TEXTE FOURNI:
────────

Après avoir fait voter le nouveau plan de rigueur, les jours du gouvernement grec sont comptés. Des élections anticipées auront lieu en avril. Cela suffira-t-il à calmer la colère des Grecs ? Sans doute pas, mais cela devrait au moins permettre de temporiser et d'éviter dans l'immédiat une explosion sociale généralisée.

Le peuple grec est aujourd’hui à genoux et s’enfonce dans la pauvreté. Les deux grandes centrales syndicales (GSEE privé et ADEDY public) ont lancé un appel à la grève générale illimitée. Une situation insurrectionnelle? Pas vraiment. Mais l'annonce d'élections anticipées ne va probablement pas suffire face aux extrêmes tensions sociales engendrées par la fuite en avant dans l'austérité imposée par Bruxelles.

Si les fonctionnaires sont vent debout avec un syndicat fort de 375.000 adhérents sur 700.000 agents du secteur public, il n’en est pas de même des salariés du secteur privé oscillent entre résignation et combativité.

Les employés du petit commerce, de la restauration et du tourisme s’accrochent à leur travail, tant qu’ils en ont encore et rechignent à faire grève. Par ailleurs, la GSEE, divisée en trois tendances politisées -socialiste, communiste et conservateur- n'est pas en position de force. C'est la tendance communiste (le PAME) qui est en pointe de la combativité et des manifestations alors que la direction socialiste de la GSEE est largement déconsidérée.

Emeutes sporadiques

Mais des émeutes sporadiques et des violences issues d’une jeunesse qui n’a plus rien à perdre, sont à craindre. Des actions spontanées face à la politique d'austérité renforcée qui vient d'être votée à la demande express des créanciers du pays. 

Outre la crise économique et sociale, la Grèce va devoir faire face à une profonde crise politique. Le gouvernement de Loukas Papadimos, ancien de Goldman Sachs, formé le 9 novembre dernier, marie la carpe et le lapin: conservateurs de la Nouvelle Démocratie, socialistes du PASOK et néo poujadistes liés à la fraction réactionnaire de l’église orthodoxe.

Or pour les Grecs, ce gouvernement est illégitime car il n’a pas été élu. Une première depuis le 21 avril 1967 avec le coup d’Etat des colonels! Depuis 1974 et le retour à la démocratie, c’est toujours le président du parti vainqueur qui forme le gouvernement, sauf pendant l’intermède de 1989-1990 avec trois gouvernements d’experts.

Dimanche, Antonis Samaras, président de la Nouvelle Démocratie (ND) avait demandé la tenue de législatives anticipées début mars et a obtenu gain de cause. Le gouvernement n'a plus que "un mois à un mois et demi de travail devant lui", a annoncé ce lundi son porte-parole. Des élections législatives anticipées auront lieu en avril.

Ceci alors que face aux conservateurs, les socialistes désertent les rangs du PASOK. Il sera, sans nul doute, le grand perdant de ce scrutin. La ND est également discréditée et ne doit pas, pour autant, s'attendre à un bon score. En revanche les extrêmes devraient progresser : le LAOS à droite et les deux "familles" communistes (KKE et Syriza). Mais s’est certainement le parti des abstentionnistes qui devrait être le grand vainqueur, malgré le vote obligatoire en Grèce.

────────

ITEMS FOURNIS:
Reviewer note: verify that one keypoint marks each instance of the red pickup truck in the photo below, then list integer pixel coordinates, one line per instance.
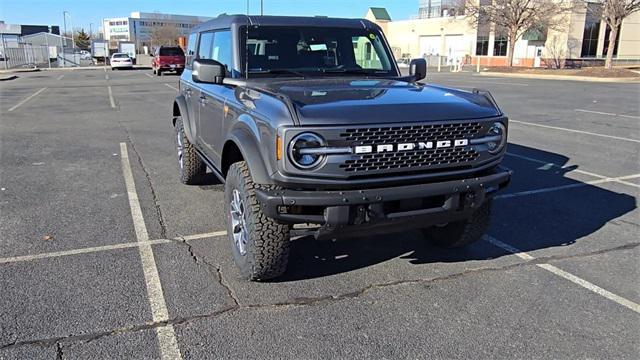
(168, 58)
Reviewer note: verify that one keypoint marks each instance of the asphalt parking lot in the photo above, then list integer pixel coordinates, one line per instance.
(104, 254)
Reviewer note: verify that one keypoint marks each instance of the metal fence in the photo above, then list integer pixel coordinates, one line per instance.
(32, 56)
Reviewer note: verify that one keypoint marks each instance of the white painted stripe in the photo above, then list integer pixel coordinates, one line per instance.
(619, 180)
(172, 87)
(556, 165)
(203, 236)
(568, 186)
(589, 286)
(605, 113)
(575, 131)
(166, 335)
(595, 112)
(27, 99)
(88, 250)
(111, 100)
(509, 248)
(574, 279)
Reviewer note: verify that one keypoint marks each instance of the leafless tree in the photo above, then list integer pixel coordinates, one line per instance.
(613, 12)
(164, 34)
(513, 18)
(556, 53)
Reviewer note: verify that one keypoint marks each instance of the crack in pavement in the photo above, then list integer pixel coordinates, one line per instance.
(211, 267)
(295, 302)
(154, 196)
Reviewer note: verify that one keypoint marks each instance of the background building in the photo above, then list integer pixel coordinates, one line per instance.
(139, 26)
(442, 33)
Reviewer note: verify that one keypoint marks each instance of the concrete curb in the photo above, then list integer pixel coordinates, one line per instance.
(561, 77)
(15, 71)
(7, 78)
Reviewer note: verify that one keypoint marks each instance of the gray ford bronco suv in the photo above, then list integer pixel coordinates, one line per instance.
(312, 128)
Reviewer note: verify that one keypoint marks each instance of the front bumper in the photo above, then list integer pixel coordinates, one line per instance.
(168, 67)
(419, 205)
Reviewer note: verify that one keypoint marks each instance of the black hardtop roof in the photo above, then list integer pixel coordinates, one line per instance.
(227, 21)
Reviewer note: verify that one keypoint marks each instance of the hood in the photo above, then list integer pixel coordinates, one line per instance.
(372, 101)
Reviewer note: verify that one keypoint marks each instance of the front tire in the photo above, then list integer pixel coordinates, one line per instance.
(192, 168)
(462, 233)
(260, 245)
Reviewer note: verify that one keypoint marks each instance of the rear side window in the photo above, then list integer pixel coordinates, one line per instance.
(171, 52)
(216, 46)
(191, 48)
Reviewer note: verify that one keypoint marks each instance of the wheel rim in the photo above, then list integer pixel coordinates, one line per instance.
(180, 149)
(238, 222)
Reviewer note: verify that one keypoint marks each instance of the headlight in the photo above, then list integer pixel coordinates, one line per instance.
(301, 150)
(499, 134)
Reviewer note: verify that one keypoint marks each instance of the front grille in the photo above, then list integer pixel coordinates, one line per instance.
(411, 160)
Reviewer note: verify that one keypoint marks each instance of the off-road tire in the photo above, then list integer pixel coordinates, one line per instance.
(193, 169)
(267, 247)
(462, 233)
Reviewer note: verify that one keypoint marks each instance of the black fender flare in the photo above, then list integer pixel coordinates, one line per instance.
(249, 147)
(180, 108)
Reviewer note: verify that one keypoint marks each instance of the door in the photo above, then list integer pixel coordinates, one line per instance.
(211, 99)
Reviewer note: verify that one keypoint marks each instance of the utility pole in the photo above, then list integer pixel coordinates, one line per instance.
(63, 39)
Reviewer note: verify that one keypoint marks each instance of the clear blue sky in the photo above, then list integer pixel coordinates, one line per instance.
(83, 12)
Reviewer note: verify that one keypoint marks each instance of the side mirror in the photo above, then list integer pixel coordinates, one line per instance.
(418, 69)
(208, 71)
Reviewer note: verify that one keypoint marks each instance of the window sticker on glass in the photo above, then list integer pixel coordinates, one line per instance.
(318, 47)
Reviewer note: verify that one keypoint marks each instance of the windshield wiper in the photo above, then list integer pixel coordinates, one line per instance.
(349, 71)
(278, 71)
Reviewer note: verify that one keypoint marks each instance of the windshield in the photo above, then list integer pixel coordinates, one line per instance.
(171, 52)
(298, 51)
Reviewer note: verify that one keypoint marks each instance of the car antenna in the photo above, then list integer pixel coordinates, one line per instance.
(246, 45)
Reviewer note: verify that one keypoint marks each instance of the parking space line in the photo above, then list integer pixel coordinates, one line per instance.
(166, 334)
(172, 87)
(568, 276)
(605, 113)
(203, 236)
(555, 165)
(89, 250)
(111, 100)
(26, 99)
(619, 179)
(574, 130)
(564, 187)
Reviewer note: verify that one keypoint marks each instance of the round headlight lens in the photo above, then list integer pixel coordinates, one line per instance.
(497, 130)
(301, 158)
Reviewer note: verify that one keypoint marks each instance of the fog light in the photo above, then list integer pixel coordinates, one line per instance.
(498, 131)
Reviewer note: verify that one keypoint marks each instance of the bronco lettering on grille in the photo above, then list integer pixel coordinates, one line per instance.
(366, 149)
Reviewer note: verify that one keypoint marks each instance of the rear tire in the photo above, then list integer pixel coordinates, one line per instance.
(462, 233)
(260, 245)
(192, 168)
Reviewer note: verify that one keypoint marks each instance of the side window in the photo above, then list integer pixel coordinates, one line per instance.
(191, 49)
(204, 49)
(216, 46)
(221, 50)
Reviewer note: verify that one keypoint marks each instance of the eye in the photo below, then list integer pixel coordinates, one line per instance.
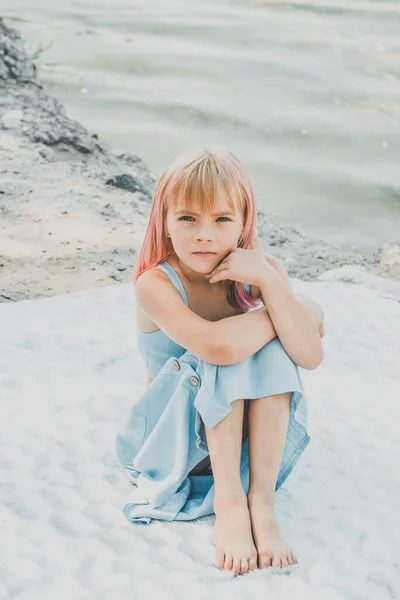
(190, 217)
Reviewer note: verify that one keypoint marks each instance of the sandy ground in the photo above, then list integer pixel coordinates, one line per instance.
(69, 372)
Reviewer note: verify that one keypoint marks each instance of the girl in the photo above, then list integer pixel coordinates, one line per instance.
(223, 419)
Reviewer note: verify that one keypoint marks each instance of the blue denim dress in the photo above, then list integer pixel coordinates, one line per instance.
(164, 439)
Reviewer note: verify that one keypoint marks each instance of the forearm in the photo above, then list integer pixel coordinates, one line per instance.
(295, 324)
(241, 336)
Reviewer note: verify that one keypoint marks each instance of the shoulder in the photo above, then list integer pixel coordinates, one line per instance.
(280, 268)
(149, 277)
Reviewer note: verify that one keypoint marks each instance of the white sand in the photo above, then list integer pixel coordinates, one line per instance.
(69, 370)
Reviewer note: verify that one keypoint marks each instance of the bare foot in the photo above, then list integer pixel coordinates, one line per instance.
(272, 548)
(235, 548)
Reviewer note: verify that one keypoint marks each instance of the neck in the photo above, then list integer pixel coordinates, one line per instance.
(193, 277)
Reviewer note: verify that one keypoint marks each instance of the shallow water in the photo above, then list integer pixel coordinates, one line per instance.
(307, 94)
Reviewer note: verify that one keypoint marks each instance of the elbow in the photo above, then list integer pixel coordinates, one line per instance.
(220, 355)
(315, 361)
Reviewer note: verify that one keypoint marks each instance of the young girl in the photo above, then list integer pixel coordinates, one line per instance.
(223, 419)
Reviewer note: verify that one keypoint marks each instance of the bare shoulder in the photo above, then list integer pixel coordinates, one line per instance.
(150, 284)
(280, 268)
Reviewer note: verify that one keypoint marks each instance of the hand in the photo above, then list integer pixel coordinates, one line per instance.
(245, 266)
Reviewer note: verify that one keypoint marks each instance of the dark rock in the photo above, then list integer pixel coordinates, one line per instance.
(128, 182)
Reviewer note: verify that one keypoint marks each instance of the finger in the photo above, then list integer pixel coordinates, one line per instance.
(219, 276)
(228, 561)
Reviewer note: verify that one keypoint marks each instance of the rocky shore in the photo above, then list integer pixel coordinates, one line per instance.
(73, 213)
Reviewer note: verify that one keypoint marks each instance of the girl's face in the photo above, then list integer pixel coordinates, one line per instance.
(192, 232)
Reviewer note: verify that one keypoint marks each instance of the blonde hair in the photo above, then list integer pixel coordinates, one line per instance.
(197, 177)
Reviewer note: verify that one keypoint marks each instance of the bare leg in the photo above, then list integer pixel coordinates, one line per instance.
(268, 423)
(235, 548)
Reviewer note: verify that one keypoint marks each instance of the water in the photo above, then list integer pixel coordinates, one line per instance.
(307, 94)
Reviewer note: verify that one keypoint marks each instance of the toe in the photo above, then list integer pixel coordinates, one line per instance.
(221, 559)
(244, 566)
(264, 560)
(252, 562)
(276, 562)
(228, 562)
(284, 561)
(236, 565)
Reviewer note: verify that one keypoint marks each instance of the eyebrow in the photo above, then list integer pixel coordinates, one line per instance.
(219, 214)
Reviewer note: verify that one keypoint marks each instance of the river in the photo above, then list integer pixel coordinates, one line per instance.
(307, 94)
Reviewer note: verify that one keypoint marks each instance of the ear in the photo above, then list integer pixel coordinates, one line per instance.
(254, 243)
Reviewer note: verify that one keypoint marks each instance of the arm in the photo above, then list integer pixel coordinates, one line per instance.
(212, 341)
(294, 323)
(311, 305)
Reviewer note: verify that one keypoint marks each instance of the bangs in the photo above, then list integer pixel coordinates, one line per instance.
(202, 184)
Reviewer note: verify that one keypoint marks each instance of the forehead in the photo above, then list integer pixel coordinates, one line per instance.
(221, 204)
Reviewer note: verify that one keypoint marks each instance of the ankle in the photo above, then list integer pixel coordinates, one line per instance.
(260, 496)
(224, 499)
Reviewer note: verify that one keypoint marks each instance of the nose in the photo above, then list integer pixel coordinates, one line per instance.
(204, 234)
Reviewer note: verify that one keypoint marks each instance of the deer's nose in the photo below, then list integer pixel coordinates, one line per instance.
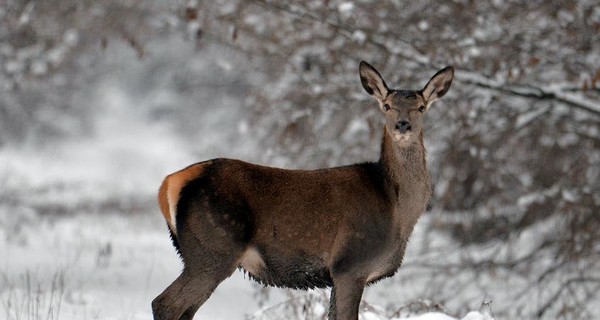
(403, 126)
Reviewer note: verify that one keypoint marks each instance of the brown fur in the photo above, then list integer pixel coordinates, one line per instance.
(341, 227)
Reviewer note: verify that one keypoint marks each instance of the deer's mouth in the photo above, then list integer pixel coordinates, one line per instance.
(401, 138)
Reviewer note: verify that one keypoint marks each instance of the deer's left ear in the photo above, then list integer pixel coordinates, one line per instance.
(438, 85)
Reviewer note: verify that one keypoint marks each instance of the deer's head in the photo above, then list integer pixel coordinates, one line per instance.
(404, 109)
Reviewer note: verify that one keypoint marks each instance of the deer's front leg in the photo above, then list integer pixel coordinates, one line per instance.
(346, 294)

────────

CONSIGNE 1: Recopiez le passage du texte sur la crise grecque qui commence par « Les employés du » et se poursuit jusqu'à « est largement déconsidérée. ».
CONSIGNE 2: D'après le texte sur la crise grecque, combien d'adhérents compte le syndicat des fonctionnaires ?

RÉPONSE 1:
Les employés du petit commerce, de la restauration et du tourisme s’accrochent à leur travail, tant qu’ils en ont encore et rechignent à faire grève. Par ailleurs, la GSEE, divisée en trois tendances politisées -socialiste, communiste et conservateur- n'est pas en position de force. C'est la tendance communiste (le PAME) qui est en pointe de la combativité et des manifestations alors que la direction socialiste de la GSEE est largement déconsidérée.

RÉPONSE 2: Il compte 375.000 adhérents, sur 700.000 agents du secteur public.